[Dataset items]
◇ ◇ ◇ ◇

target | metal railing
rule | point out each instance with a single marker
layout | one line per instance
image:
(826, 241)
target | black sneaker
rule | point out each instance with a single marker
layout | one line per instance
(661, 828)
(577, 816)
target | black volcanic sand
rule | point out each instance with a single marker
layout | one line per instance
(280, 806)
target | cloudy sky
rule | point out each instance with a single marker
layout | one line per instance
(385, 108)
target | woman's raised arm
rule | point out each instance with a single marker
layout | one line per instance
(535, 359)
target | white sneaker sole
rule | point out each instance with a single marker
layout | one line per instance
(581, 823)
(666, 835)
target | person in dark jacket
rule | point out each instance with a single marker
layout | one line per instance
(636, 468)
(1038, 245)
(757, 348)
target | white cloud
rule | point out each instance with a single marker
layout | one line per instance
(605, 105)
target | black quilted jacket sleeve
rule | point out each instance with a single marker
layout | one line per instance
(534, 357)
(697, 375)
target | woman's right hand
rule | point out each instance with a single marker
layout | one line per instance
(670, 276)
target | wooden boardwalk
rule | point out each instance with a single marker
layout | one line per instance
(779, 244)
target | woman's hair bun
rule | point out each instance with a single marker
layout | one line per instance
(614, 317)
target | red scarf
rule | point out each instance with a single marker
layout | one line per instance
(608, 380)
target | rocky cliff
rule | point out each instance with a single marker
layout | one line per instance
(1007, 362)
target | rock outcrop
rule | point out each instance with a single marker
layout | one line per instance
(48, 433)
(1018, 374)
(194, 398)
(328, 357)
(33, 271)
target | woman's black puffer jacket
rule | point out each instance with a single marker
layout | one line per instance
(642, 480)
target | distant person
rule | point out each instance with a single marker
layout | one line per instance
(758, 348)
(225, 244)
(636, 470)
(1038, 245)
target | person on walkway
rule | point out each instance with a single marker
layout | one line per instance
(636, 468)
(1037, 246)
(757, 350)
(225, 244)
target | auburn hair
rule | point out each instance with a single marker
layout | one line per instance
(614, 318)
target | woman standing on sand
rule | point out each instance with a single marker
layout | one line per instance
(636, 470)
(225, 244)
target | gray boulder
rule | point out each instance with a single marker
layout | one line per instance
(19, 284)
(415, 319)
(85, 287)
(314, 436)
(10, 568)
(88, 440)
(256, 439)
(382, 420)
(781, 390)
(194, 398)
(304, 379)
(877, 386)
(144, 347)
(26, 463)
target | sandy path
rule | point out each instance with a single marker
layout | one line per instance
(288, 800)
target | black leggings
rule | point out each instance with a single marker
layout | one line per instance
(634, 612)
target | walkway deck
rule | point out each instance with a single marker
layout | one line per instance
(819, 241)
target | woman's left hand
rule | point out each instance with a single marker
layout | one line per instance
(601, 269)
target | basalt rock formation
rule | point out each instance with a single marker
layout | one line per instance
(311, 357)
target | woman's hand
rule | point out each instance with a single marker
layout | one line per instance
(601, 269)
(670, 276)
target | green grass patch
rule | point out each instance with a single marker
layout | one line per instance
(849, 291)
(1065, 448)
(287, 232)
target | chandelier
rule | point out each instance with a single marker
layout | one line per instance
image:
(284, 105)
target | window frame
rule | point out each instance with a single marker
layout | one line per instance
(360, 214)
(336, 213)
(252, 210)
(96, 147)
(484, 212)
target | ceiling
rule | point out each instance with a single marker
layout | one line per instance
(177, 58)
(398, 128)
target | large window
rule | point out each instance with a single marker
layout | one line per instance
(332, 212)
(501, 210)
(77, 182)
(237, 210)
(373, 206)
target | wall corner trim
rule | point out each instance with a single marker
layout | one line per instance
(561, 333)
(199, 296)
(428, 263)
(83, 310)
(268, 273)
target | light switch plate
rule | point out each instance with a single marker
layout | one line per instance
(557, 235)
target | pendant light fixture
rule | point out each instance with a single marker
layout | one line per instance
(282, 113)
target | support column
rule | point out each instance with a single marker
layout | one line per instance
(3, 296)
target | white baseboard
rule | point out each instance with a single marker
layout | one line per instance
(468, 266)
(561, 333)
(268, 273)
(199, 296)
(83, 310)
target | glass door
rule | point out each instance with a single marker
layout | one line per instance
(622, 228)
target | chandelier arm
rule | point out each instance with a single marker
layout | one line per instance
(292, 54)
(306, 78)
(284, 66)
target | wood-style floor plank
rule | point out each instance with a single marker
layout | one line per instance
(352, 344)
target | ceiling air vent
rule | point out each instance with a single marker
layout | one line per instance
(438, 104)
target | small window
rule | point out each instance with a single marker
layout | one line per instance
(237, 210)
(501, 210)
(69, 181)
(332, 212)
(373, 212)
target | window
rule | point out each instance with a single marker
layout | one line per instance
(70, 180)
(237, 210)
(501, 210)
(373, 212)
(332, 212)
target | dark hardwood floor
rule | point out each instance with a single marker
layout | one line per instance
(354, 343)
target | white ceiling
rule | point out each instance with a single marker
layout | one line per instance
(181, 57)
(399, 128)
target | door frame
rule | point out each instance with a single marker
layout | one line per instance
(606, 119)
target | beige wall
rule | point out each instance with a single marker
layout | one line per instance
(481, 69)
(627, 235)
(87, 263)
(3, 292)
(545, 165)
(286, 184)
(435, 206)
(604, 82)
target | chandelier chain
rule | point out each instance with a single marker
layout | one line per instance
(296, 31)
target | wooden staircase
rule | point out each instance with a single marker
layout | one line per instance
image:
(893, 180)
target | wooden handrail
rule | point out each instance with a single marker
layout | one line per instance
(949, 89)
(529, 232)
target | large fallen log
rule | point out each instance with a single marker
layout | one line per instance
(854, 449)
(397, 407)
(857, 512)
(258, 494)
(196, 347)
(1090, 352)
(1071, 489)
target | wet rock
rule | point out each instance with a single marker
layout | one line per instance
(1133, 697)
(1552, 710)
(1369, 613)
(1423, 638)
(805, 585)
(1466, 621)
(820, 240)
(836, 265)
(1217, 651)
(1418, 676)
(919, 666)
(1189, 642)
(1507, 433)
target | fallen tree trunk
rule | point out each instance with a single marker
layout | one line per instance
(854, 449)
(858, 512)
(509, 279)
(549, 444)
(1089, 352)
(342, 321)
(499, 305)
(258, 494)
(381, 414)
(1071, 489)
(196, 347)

◇ ◇ ◇ ◇

Working from the material above, retype it in its entirety without change.

EXERCISE RESULT -
target | metal railing
rule | point out each instance with a single marker
layout | one line per instance
image:
(826, 241)
target | black sneaker
rule | point out each instance with a single marker
layout | one line per instance
(661, 828)
(577, 816)
target | black volcanic sand
rule | point out each instance with a single marker
layout | one line per instance
(280, 806)
target | cloudy sky
rule | point out each instance with a single marker
layout | one line per instance
(385, 108)
target | woman's raised arm
rule | point out each instance with a single marker
layout | one line per instance
(535, 359)
target | white sneaker sole
rule | point out each instance with a single marker
layout | one line per instance
(581, 823)
(666, 835)
target | person in dark jacket
rule | point out each instance with a single marker
layout | one line per instance
(636, 468)
(1038, 245)
(757, 348)
target | white cloud
rule | point out each instance with a single marker
layout | one line per instance
(605, 105)
target | black quilted jacket sleeve
rule | point out each instance with a single marker
layout | one line per instance
(534, 357)
(697, 375)
target | woman's right hand
rule | point out each instance with a single marker
layout | one line per instance
(670, 276)
target | wooden boardwalk
rule | point out each instance with a single marker
layout | one line per instance
(779, 244)
target | woman's hair bun
rule | point out each instance with a single marker
layout | one line per instance
(614, 317)
target | red scarf
rule | point out each instance with a single marker
layout | one line per instance
(608, 380)
target | rocky cliff
rule | point out each instance with a single marker
layout | one line per instance
(1007, 362)
target | rock outcrop
rule | point out each instance with a single marker
layout | one line per instance
(48, 433)
(1018, 374)
(194, 398)
(328, 357)
(33, 271)
target | woman's black puffer jacket
rule | point out each instance with a single marker
layout | one line per instance
(642, 480)
target | distant person
rule | point out each instance with a single marker
layout | one line per instance
(758, 348)
(225, 244)
(636, 470)
(1038, 245)
target | person on walkway
rule | point out each instance with a single marker
layout | one line per instance
(636, 468)
(1037, 246)
(757, 350)
(225, 244)
target | auburn hair
rule | point out each instance with a single marker
layout | one line per instance
(614, 318)
target | woman standing on sand
rule | point out each instance with a single marker
layout | one line per instance
(636, 470)
(225, 244)
target | gray boulder
rule | point out each instance with a single marker
layout | one line per instance
(19, 284)
(415, 319)
(85, 287)
(314, 436)
(10, 568)
(88, 440)
(256, 439)
(382, 420)
(781, 390)
(194, 398)
(304, 379)
(877, 386)
(144, 347)
(26, 463)
target | sandy path
rule | point out each instance with a single marker
layout | one line per instance
(288, 800)
target | black leggings
rule | point out each instance with a single marker
layout | one line per instance
(634, 612)
target | walkway deck
rule | point out each instance with a single marker
layout | one line per instance
(819, 241)
target | woman's left hand
rule | point out each instance with a single marker
layout | one line per instance
(601, 269)
target | basalt rock formation
rule | point out each instance with a single marker
layout | one line per instance
(311, 357)
target | woman's hand
rule | point out each instance with a single marker
layout | one line per instance
(601, 269)
(670, 276)
target | green grass patch
rule | point out each instance with a single marker
layout | one line per instance
(849, 291)
(1065, 448)
(287, 232)
target | chandelier
rule | point out each instance with a single marker
layout | one line per instance
image:
(284, 105)
target | window frame
rule | point out each instance with a single marker
layout | one line per instance
(360, 214)
(336, 213)
(252, 210)
(96, 147)
(484, 212)
target | ceiling
rule | point out each instance with a single marker
layout | one line per instance
(177, 58)
(398, 128)
target | large window
rule | point out each instance with a single marker
layout | one line per instance
(332, 212)
(501, 210)
(77, 182)
(237, 210)
(373, 206)
target | wall corner trim
rule | point out each instance with a single marker
layout | one line per instance
(561, 333)
(199, 296)
(428, 263)
(83, 310)
(268, 273)
target | light switch plate
rule | point out each instance with a single marker
layout | one line per instance
(557, 235)
target | pendant light fixture
rule | point out each instance with a single marker
layout | one line per instance
(282, 113)
target | support column
rule | point out each instance with a single marker
layout | one line per instance
(3, 296)
target | white baseboard
rule | point out each instance with a single marker
layout | one line per instance
(468, 266)
(561, 333)
(268, 273)
(199, 296)
(83, 310)
target | glass door
rule | point out each instance with a single marker
layout | one line per instance
(622, 228)
target | chandelier arm
rule | point out each instance with a single marker
layout | one line per instance
(292, 54)
(306, 78)
(284, 66)
target | wood-style floor plank
rule | point out each instance with a single marker
layout | one line per instance
(352, 344)
target | ceiling air vent
rule | point out each instance with a single marker
layout | one line per instance
(438, 104)
target | small window
rule | point out each instance with a single marker
layout | one line per instance
(237, 210)
(501, 210)
(69, 181)
(332, 212)
(373, 212)
target | window
rule | point out each instance with a single marker
layout | one line per instance
(70, 180)
(237, 210)
(501, 210)
(373, 212)
(332, 212)
target | dark hardwood floor
rule | point out each instance with a single marker
layout | one line per instance
(354, 343)
target | white ceiling
rule | point out each instance with a single marker
layout | one line per instance
(181, 57)
(399, 128)
target | door frame
rule | point out each instance with a single marker
layout | one line per instance
(606, 119)
target | beige wall
rule | point out each instance with a single marker
layout | one line per instance
(481, 69)
(627, 235)
(87, 263)
(3, 292)
(545, 165)
(286, 184)
(435, 206)
(604, 82)
target | chandelier chain
rule | point out each instance with a single marker
layout | one line per instance
(296, 31)
target | wooden staircase
rule | point out each instance with a single marker
layout | one line per instance
image:
(893, 180)
target | wooden handrail
rule | point out each instance with a single marker
layout | one line per instance
(949, 89)
(529, 232)
target | large fallen log
rule | point out each instance with a single marker
layout | one line per instance
(854, 449)
(397, 407)
(857, 512)
(258, 494)
(196, 347)
(1090, 352)
(1071, 489)
target | wet rock
rule | point out each instance with a single marker
layout | one line per instance
(1133, 697)
(1552, 710)
(1369, 613)
(1423, 638)
(805, 585)
(1466, 621)
(820, 240)
(836, 265)
(1217, 651)
(1418, 676)
(919, 666)
(1189, 642)
(1507, 433)
target | fallen tree trunk
rule | point out each instance with a single marker
layout | one line per instance
(854, 449)
(858, 512)
(509, 279)
(549, 444)
(1089, 352)
(342, 321)
(499, 305)
(258, 494)
(381, 414)
(1071, 489)
(196, 347)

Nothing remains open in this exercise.